Task goal: An exact transcription of the lines from the one holding "Formation-chart tagging: label the white door" to the end of the entries below, and nothing more, is the required answer. Please omit the pictures.

Information given Start Marker

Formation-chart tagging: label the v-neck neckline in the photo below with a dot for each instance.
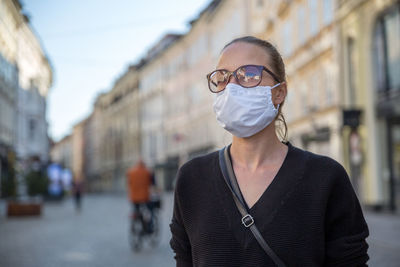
(271, 201)
(265, 192)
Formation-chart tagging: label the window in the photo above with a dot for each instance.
(351, 66)
(386, 50)
(313, 8)
(32, 128)
(287, 43)
(328, 11)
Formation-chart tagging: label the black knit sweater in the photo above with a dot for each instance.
(309, 215)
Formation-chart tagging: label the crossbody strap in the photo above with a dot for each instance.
(247, 219)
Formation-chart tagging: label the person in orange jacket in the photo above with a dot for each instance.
(140, 181)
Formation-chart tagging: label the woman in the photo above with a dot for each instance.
(303, 204)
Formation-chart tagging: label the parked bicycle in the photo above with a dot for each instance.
(145, 225)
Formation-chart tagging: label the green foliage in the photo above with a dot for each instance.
(37, 183)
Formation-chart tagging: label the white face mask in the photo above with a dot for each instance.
(245, 111)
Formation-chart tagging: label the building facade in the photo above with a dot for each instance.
(113, 135)
(370, 65)
(61, 152)
(177, 117)
(35, 79)
(25, 77)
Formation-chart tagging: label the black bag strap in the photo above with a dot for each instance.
(247, 219)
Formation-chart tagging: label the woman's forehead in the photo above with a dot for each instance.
(241, 53)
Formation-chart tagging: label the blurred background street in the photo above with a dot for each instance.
(98, 236)
(89, 88)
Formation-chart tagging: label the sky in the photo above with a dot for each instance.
(91, 43)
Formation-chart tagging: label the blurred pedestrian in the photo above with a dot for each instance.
(139, 181)
(78, 191)
(261, 201)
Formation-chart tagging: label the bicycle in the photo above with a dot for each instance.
(144, 225)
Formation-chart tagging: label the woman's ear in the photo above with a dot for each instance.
(279, 93)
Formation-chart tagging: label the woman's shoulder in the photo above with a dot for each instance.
(322, 165)
(200, 162)
(199, 167)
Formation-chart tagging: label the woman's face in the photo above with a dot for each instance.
(241, 53)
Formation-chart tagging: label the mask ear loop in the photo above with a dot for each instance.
(276, 85)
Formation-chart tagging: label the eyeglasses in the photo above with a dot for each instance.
(247, 76)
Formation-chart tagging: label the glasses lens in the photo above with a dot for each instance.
(217, 81)
(249, 76)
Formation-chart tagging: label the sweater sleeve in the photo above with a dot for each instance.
(180, 243)
(346, 229)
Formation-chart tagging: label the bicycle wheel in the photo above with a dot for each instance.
(155, 235)
(135, 234)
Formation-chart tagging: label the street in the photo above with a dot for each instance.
(95, 237)
(98, 236)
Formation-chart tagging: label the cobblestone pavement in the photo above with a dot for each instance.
(98, 236)
(95, 237)
(384, 239)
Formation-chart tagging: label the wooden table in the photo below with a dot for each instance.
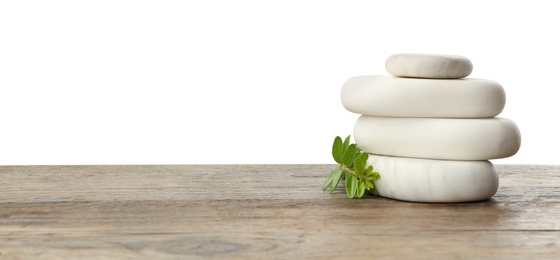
(263, 211)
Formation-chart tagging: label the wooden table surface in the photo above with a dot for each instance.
(262, 211)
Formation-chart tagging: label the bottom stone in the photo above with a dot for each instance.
(439, 181)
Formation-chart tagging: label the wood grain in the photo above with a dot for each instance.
(262, 212)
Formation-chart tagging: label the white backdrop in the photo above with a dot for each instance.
(192, 82)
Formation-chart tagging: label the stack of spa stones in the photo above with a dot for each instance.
(430, 131)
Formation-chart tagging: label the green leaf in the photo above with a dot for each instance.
(333, 179)
(363, 156)
(338, 150)
(359, 166)
(361, 188)
(348, 156)
(351, 186)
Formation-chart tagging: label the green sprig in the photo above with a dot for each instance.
(352, 168)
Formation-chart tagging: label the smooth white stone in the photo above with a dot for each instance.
(428, 66)
(406, 97)
(438, 138)
(423, 180)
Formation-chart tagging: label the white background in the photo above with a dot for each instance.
(192, 82)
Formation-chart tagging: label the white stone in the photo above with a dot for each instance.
(406, 97)
(428, 66)
(438, 138)
(423, 180)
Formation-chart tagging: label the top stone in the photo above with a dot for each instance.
(428, 66)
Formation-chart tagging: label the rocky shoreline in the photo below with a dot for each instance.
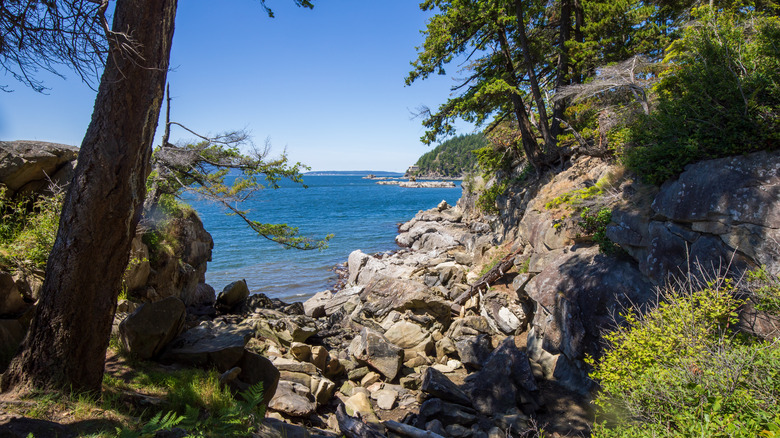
(477, 327)
(391, 347)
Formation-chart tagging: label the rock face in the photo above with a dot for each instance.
(178, 266)
(209, 344)
(145, 332)
(372, 348)
(718, 211)
(233, 294)
(578, 294)
(27, 166)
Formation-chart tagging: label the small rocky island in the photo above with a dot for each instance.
(478, 326)
(420, 184)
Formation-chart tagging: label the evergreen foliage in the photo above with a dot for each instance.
(452, 158)
(720, 97)
(28, 226)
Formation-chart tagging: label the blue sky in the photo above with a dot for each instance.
(326, 84)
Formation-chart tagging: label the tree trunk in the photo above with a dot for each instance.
(66, 345)
(530, 146)
(562, 76)
(544, 127)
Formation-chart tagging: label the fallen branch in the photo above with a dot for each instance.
(353, 427)
(410, 431)
(490, 277)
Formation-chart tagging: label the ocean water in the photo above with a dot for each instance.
(360, 213)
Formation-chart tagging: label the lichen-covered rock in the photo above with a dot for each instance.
(384, 294)
(146, 331)
(27, 166)
(209, 344)
(179, 265)
(578, 295)
(293, 399)
(505, 376)
(438, 385)
(233, 294)
(11, 301)
(373, 349)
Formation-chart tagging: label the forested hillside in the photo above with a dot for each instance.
(452, 158)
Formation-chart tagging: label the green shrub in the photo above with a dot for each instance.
(595, 225)
(28, 229)
(487, 199)
(720, 96)
(679, 370)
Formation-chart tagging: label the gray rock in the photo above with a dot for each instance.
(12, 333)
(372, 348)
(473, 350)
(505, 375)
(315, 306)
(208, 344)
(293, 399)
(233, 294)
(385, 398)
(447, 413)
(11, 301)
(384, 294)
(255, 369)
(147, 331)
(438, 385)
(577, 296)
(204, 295)
(27, 165)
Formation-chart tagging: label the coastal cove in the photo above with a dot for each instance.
(360, 213)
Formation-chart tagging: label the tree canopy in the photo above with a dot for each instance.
(523, 63)
(452, 158)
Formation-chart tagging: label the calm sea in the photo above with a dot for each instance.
(360, 213)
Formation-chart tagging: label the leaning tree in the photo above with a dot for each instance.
(67, 341)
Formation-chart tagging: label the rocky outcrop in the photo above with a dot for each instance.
(716, 213)
(176, 263)
(149, 329)
(31, 166)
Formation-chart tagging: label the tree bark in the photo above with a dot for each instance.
(527, 137)
(562, 76)
(544, 127)
(69, 334)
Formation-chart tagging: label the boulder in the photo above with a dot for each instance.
(284, 329)
(255, 369)
(12, 333)
(577, 296)
(447, 413)
(178, 264)
(438, 385)
(146, 331)
(360, 404)
(293, 399)
(209, 344)
(503, 380)
(508, 314)
(233, 295)
(11, 301)
(384, 294)
(27, 166)
(138, 269)
(473, 350)
(372, 348)
(406, 334)
(204, 295)
(314, 307)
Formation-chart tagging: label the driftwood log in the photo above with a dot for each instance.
(410, 431)
(490, 277)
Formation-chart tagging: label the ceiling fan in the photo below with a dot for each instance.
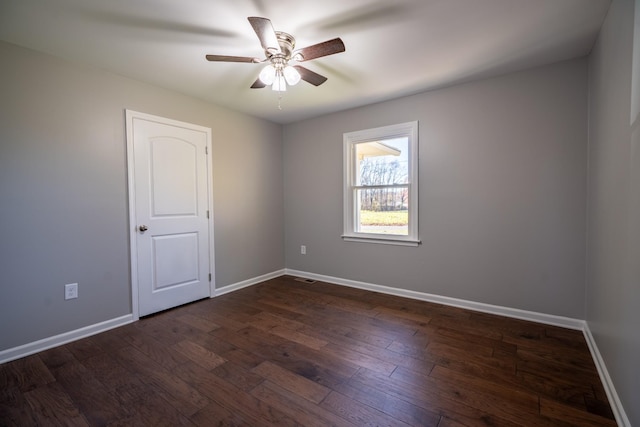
(279, 51)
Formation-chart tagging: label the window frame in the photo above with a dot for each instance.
(407, 130)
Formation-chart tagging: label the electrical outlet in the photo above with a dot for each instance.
(71, 291)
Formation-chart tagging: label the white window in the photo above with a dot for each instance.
(381, 185)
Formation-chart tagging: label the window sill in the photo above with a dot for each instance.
(381, 240)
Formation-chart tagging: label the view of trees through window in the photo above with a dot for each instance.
(383, 186)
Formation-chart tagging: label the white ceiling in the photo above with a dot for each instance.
(393, 47)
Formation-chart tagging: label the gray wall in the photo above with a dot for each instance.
(613, 279)
(502, 192)
(63, 192)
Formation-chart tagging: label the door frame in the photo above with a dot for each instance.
(131, 197)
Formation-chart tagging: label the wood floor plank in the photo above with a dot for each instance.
(291, 353)
(290, 381)
(357, 412)
(52, 405)
(298, 408)
(198, 354)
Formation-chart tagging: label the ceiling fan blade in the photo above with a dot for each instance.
(319, 50)
(258, 84)
(265, 32)
(310, 76)
(226, 58)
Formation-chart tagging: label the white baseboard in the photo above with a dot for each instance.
(612, 395)
(566, 322)
(549, 319)
(64, 338)
(249, 282)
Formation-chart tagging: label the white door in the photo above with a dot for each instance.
(169, 202)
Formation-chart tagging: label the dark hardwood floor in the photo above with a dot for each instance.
(289, 353)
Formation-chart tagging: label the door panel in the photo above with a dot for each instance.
(174, 169)
(171, 188)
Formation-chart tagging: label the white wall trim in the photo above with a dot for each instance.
(64, 338)
(612, 395)
(249, 282)
(549, 319)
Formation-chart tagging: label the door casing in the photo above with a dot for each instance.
(130, 116)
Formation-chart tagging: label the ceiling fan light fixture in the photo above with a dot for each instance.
(291, 75)
(268, 75)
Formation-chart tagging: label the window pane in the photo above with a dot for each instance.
(383, 211)
(382, 162)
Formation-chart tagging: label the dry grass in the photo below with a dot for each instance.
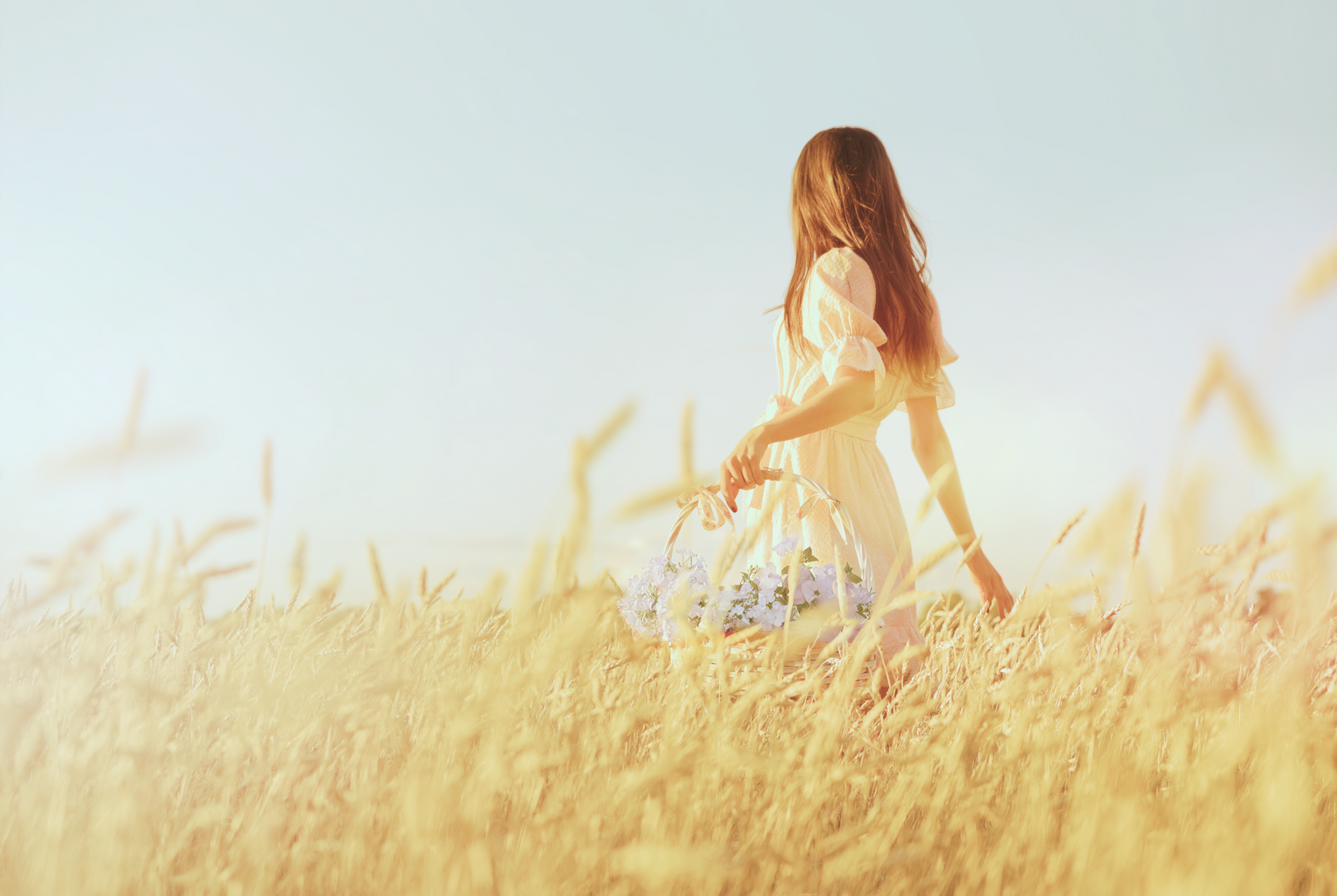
(432, 746)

Information given End Marker

Task result:
Formation-chart tagging: label the white door in the photo above with a dot for each instance.
(169, 202)
Formation-chart tagging: label the dark hardwood floor in the photo above with a dot for each instance.
(289, 353)
Formation-chart tagging: label the door panel in the photo above with a dot for each instance.
(174, 169)
(171, 188)
Formation-chart tagging: label the white wall trim in the photo above with a dot for each instance.
(64, 338)
(612, 395)
(249, 282)
(549, 319)
Formation-chart tagging: label the door casing in the photo above with a dot for each instance.
(130, 116)
Formation-chart tagging: label the ceiling fan light fixture in the photo above with a dot for each instance.
(291, 75)
(268, 75)
Formation-chart tagging: label the window pane in the photo above with a dot for each instance.
(383, 211)
(382, 162)
Formation-chart tagging: label the dry grass in the photo below with a dot for each instance.
(432, 746)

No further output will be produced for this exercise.